Exercise instructions -
Format the lines from the line with "instances of ceramic" to the line with "top-left (119, 103), bottom-right (220, 121)" as a two-column CSV with the headers text and answer. Place the wording in the text column and the coordinates in the answer column, each as a single quoted field with line breaks replaced by spaces.

________

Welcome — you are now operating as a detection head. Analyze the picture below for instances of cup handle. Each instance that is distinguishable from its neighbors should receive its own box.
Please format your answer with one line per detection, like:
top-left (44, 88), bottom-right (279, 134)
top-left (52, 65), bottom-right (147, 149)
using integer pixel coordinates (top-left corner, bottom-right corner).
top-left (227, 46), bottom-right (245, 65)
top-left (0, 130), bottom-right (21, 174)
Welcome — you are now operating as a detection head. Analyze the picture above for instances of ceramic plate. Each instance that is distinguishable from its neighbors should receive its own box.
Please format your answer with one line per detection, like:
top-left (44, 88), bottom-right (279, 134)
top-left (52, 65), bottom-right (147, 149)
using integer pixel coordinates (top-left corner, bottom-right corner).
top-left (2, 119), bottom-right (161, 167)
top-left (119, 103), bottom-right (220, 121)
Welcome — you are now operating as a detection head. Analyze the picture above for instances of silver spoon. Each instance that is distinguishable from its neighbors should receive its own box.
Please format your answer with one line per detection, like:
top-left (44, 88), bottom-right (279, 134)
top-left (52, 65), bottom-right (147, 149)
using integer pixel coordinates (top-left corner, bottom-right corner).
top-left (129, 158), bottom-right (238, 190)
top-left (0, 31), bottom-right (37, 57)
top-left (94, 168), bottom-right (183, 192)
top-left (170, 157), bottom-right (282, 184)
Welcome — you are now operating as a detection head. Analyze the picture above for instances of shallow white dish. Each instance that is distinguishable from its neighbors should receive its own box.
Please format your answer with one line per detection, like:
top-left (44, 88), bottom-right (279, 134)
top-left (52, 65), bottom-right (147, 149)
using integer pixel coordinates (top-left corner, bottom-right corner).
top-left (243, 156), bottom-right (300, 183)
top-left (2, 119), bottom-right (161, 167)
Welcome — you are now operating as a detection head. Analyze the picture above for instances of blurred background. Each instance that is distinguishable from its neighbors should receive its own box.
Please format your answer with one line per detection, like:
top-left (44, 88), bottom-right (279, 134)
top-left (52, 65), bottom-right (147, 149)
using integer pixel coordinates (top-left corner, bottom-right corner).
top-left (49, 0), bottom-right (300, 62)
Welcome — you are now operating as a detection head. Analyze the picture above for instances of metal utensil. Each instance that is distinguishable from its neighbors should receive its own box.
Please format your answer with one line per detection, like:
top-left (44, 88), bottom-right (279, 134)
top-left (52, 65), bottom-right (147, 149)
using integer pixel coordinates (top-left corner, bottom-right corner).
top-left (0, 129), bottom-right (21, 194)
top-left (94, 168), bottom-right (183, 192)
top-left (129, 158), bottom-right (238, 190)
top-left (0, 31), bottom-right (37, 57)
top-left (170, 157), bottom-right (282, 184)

________

Exercise solution -
text,answer
"Welcome — you are now operating as a detection head. Analyze the picture above for instances of ceramic plate. Each instance that is distinguishable from its neighbors should receive its own box. Please format your answer with one line per detection, like: top-left (44, 88), bottom-right (279, 134) top-left (52, 65), bottom-right (147, 149) using integer pixel coordinates (top-left corner, bottom-right corner).","top-left (2, 119), bottom-right (161, 167) top-left (119, 103), bottom-right (220, 121)"